Provided records:
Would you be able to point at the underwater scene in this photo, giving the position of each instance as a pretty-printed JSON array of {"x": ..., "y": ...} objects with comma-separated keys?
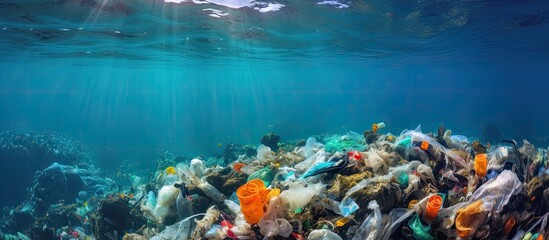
[{"x": 274, "y": 119}]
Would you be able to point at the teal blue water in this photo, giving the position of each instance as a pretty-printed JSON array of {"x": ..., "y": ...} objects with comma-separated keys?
[{"x": 131, "y": 78}]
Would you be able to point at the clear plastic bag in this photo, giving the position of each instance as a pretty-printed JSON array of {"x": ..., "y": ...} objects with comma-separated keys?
[{"x": 371, "y": 227}]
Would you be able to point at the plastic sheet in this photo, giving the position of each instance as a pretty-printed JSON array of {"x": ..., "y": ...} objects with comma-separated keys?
[
  {"x": 273, "y": 222},
  {"x": 371, "y": 227},
  {"x": 420, "y": 231},
  {"x": 499, "y": 190},
  {"x": 323, "y": 234}
]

Exercise directions:
Rewrite the records above with "clear plastic bag" changed to "transparent plastic bag" and everything else kept the same. Leave out the pictures.

Exercise response:
Would you be able to point at the underwater scene in this photo, giving the position of each instance as a pretty-printed JSON array of {"x": ..., "y": ...} objects with comma-separated keys?
[{"x": 274, "y": 119}]
Would you be able to point at the teal blue water in this photo, giving the position of each instance as a pretty-printed JSON array of {"x": ..., "y": ...} objects with comma-separated keys?
[{"x": 131, "y": 78}]
Would you be able to point at the transparent plastic bag in this photo, giving the position of each instance as a pretty-printed JSON array of {"x": ..., "y": ...} objects with comma-separated keys?
[{"x": 371, "y": 227}]
Would you be able to point at the plastic sheet in this photo, giving the position of each instance as a pretty-printed JSON array of {"x": ..., "y": ...} objects with comma-separated keys?
[
  {"x": 273, "y": 222},
  {"x": 371, "y": 227},
  {"x": 420, "y": 231},
  {"x": 499, "y": 190},
  {"x": 323, "y": 234}
]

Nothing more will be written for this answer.